WHAT NEEDS TO BE DONE: Restate word for word the lines beginning with the one that contains "the white interior door" and ending at the bottom of the records below, both included.

DATA TO USE:
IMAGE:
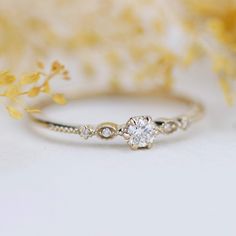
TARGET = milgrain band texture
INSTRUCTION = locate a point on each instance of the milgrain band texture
(139, 131)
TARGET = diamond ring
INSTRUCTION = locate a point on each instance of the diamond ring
(139, 131)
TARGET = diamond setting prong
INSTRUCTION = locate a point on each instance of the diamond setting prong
(140, 132)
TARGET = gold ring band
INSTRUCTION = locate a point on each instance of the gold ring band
(139, 131)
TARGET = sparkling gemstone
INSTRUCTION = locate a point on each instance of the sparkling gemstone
(86, 131)
(169, 127)
(106, 132)
(140, 132)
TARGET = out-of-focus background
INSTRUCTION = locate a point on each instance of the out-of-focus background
(59, 185)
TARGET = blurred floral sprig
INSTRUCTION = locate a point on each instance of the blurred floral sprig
(14, 91)
(121, 41)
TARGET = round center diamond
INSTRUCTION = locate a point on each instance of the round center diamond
(140, 132)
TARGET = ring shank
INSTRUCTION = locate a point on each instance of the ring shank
(194, 113)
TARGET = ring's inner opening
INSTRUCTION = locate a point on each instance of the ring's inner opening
(113, 109)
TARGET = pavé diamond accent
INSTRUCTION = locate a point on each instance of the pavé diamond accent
(86, 131)
(140, 132)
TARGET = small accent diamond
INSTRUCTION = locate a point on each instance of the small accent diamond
(86, 131)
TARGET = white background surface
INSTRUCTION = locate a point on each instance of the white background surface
(184, 186)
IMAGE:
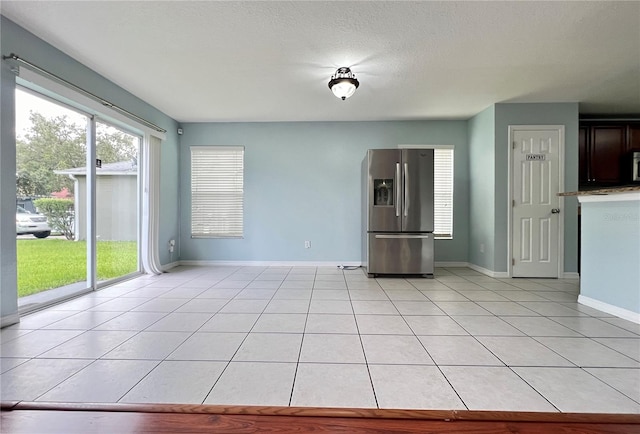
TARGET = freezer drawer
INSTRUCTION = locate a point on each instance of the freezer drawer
(395, 253)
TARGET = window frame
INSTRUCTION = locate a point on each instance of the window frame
(444, 235)
(208, 219)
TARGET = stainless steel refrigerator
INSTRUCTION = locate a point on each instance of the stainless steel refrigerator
(398, 211)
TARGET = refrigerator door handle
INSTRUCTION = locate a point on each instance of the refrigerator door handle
(406, 189)
(397, 189)
(401, 236)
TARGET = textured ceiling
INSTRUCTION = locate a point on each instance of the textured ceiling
(270, 61)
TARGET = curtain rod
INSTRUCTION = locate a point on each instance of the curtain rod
(86, 93)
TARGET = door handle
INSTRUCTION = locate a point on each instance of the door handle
(398, 190)
(406, 189)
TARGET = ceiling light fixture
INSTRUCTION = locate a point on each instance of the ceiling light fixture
(343, 83)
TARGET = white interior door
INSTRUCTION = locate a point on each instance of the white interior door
(536, 214)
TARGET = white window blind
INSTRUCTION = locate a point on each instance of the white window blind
(443, 193)
(443, 188)
(217, 191)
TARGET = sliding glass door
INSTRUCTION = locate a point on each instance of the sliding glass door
(117, 204)
(50, 147)
(77, 213)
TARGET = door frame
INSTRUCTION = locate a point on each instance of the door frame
(561, 160)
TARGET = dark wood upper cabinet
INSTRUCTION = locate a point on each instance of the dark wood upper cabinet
(634, 137)
(583, 155)
(603, 148)
(607, 150)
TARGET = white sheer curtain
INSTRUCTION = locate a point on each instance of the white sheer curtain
(150, 206)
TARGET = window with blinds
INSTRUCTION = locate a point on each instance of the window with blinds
(443, 193)
(217, 191)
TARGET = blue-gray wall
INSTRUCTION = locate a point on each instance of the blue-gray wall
(302, 182)
(14, 39)
(482, 189)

RESPONSE FOR THIS EXERCISE:
INSTRUCTION = locate a point on each instance of the white interior door
(536, 214)
TARGET = white window blind
INSTRUCTION = locate a point on each instance of the white window blind
(443, 193)
(443, 188)
(217, 191)
TARGET = sliding glass door
INSTRUCTION = locate a point on each instance of the sliding glass door
(117, 204)
(50, 147)
(77, 213)
TARGET = door frame
INSTRUCTION = locate a point on each instance of the door frame
(561, 160)
TARGET = dark wood upper cabinet
INSTRUCTION = locate a point on each instance of the dark wood upper cabinet
(634, 137)
(583, 155)
(603, 148)
(607, 150)
TARGET = white sheer curtain
INSTRUCTION = locate a point on each instance of the white sheer curtain
(150, 206)
TARGET = window with blinds
INSTRUCTION = locate a point on each instance of the window with blinds
(443, 193)
(217, 191)
TARGET = blue-gray wall
INSTRUCTION = locate a point on each instance of the blue-gray wall
(302, 182)
(14, 39)
(482, 189)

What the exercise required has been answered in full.